**Excerpted text**
★ ★ ★ ★ ★ ★ ★

# Adorini hygrometer trouble



## High Priest Of Darkness (Aug 13, 2014)

Hi everyone I am having real trouble with the hygrometers here is the situation. I own 2 adorini chianti medium deluxe and 1 adorini chianti grande deluxe as well as the 1 adorini roma. 
Yesterday I recalibrated all the hygrometers with the salt test from the 3 chianti humidors, I left them in the zip lock bag for 8>9 hours, They was all fairly close to where they should be here are the readings: 1) 75, 2) 77, 3) 80. I changed the ones that needed the slight adjustment to read 75. 
I then placed all 3 hair hygrometers into the roma near where the big roma hygrometer is, I also placed my adorini digital in ,My la veil electronic humidifier digital (which come with the roma) read 70 as I had it set to be on 70.
I left the 3 chianti hygrometers for a couple hours and then went back to check them the digital was still on 70 and the other 3 chianti hygrometers read
1) between 70 and 71, 2) 75 3) 70. The adorini digital hygrometer in there read 71.

★ ★ ★ ★ ★ ★ ★

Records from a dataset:

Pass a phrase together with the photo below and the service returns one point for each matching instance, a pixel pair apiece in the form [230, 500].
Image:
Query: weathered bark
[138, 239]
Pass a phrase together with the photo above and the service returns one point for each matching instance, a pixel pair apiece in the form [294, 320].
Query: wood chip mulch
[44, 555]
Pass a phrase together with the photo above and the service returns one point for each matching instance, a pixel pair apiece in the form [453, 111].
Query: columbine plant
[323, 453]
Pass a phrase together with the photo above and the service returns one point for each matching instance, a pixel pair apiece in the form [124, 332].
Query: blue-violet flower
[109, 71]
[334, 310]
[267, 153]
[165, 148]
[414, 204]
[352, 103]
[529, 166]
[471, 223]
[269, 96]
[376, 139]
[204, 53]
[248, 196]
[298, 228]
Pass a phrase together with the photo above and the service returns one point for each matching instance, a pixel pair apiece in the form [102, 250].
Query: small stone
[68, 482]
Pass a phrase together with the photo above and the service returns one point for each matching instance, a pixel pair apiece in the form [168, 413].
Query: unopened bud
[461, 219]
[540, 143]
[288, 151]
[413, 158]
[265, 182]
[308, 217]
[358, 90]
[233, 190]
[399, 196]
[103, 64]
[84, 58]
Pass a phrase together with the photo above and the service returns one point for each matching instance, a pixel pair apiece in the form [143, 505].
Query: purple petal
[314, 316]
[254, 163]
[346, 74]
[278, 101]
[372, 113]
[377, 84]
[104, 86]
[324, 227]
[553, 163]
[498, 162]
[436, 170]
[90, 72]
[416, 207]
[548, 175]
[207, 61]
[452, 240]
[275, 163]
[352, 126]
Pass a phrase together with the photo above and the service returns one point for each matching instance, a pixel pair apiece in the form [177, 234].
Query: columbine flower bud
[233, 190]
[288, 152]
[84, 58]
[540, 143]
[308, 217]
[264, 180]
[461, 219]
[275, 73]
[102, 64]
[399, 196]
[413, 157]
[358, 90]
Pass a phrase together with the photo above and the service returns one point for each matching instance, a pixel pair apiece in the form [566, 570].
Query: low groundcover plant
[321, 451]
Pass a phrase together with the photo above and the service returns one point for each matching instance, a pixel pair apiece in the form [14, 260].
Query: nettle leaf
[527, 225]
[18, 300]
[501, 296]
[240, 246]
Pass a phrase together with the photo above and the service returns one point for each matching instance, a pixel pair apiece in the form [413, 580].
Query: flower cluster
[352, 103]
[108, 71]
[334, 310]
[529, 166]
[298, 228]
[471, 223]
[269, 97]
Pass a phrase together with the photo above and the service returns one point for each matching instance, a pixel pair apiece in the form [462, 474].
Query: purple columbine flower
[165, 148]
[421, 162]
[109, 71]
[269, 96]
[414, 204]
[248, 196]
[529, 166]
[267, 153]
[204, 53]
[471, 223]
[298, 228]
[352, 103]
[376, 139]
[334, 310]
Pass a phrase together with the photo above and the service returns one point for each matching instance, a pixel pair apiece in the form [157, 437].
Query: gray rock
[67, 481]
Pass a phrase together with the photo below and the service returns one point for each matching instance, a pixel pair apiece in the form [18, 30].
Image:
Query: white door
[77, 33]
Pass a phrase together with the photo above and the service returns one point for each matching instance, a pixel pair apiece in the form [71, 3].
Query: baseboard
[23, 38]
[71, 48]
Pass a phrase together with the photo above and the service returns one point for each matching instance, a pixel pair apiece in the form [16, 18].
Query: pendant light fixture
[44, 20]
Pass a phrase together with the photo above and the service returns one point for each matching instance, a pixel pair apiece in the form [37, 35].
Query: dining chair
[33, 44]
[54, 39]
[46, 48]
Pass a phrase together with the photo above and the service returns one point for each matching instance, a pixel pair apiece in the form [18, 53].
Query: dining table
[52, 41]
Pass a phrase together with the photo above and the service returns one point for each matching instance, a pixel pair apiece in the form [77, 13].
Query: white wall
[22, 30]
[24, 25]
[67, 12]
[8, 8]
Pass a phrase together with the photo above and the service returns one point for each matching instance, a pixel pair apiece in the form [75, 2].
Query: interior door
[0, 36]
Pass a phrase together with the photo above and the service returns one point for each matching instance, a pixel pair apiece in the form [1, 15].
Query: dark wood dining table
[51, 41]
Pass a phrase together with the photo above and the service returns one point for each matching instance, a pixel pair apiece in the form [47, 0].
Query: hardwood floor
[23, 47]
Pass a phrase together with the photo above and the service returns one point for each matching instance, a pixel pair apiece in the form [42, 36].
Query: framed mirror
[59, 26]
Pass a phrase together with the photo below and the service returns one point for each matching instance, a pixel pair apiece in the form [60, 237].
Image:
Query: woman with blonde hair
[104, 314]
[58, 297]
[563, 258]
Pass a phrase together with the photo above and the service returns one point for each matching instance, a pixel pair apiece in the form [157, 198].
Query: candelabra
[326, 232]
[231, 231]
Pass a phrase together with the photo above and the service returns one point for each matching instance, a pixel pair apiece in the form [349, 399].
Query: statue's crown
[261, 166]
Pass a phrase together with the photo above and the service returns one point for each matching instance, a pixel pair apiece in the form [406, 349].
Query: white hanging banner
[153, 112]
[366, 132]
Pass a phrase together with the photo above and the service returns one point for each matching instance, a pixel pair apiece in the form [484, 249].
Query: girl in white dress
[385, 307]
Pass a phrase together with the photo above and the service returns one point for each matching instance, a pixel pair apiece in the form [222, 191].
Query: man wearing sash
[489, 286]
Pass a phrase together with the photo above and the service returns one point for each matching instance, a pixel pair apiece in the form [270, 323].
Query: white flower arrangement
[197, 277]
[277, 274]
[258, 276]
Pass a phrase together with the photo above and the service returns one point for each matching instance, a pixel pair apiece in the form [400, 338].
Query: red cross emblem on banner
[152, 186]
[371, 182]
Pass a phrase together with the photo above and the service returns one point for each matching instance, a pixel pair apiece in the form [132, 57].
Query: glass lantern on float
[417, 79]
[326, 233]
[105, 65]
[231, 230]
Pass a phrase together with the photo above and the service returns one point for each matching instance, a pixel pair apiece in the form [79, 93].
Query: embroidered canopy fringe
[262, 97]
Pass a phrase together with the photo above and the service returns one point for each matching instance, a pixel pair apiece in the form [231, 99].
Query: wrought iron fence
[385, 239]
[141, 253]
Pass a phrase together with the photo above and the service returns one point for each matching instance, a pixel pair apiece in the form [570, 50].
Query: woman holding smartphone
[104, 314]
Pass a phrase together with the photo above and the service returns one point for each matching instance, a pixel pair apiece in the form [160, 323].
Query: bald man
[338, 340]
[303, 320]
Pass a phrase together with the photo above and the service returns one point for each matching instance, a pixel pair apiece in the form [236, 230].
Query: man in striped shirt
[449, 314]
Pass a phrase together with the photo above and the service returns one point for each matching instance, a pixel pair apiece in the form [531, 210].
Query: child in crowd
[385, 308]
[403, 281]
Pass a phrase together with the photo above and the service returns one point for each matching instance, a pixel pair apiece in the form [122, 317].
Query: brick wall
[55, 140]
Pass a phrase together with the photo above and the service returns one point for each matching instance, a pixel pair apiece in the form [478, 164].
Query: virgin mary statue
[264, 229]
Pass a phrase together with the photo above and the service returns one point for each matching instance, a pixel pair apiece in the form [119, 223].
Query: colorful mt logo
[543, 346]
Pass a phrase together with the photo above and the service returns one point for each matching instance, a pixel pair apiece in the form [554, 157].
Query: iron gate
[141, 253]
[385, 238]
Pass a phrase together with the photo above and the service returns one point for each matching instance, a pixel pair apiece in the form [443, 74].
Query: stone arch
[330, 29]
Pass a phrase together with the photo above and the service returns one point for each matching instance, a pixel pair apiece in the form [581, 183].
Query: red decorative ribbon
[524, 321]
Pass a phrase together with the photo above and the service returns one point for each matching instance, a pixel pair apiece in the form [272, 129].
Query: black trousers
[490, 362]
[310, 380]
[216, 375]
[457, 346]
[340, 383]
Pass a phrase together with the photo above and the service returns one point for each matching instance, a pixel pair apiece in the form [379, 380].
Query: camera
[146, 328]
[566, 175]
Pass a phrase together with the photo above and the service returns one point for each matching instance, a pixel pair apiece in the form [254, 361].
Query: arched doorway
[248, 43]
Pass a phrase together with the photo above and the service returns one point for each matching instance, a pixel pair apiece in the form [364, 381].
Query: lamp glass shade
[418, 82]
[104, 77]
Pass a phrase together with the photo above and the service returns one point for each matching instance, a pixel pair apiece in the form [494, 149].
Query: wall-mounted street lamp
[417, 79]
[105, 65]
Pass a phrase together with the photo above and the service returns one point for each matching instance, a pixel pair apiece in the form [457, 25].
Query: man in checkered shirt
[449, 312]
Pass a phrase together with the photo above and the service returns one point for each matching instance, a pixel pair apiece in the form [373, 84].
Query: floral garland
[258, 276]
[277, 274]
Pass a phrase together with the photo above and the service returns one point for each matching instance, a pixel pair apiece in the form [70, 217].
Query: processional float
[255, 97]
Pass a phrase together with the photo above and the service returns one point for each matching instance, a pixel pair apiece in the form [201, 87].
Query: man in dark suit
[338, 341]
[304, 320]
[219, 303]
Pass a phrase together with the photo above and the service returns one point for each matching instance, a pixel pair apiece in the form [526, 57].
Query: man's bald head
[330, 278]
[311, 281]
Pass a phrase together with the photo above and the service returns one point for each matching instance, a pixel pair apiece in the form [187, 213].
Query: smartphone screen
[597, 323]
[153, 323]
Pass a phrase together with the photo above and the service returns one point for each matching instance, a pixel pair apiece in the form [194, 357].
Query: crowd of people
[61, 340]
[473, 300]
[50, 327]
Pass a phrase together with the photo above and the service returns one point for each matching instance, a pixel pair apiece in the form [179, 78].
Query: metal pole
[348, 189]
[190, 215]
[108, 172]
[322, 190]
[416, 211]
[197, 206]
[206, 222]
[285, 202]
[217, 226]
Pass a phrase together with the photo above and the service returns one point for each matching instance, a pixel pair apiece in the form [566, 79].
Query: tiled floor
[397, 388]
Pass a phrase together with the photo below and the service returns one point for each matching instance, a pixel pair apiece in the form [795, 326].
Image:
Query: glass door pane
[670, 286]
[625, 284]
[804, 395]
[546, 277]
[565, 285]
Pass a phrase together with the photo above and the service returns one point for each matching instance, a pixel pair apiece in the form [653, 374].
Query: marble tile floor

★ ★ ★ ★ ★ ★ ★

**What is needed**
Based on the forum post about hygrometer trouble, decide whether each statement is true, answering yes or no and quoting the deciding words: (a) the poster owns two Adorini Chianti medium deluxe humidors; (b) the hygrometers stayed in the zip lock bag for about a full day; (c) the Adorini digital hygrometer placed in the Roma read 70. The lines that come after the text are separate material.

**Response to the task**
(a) Yes: "I own 2 adorini chianti medium deluxe"
(b) No: "I left them in the zip lock bag for 8>9 hours"
(c) No: "The adorini digital hygrometer in there read 71."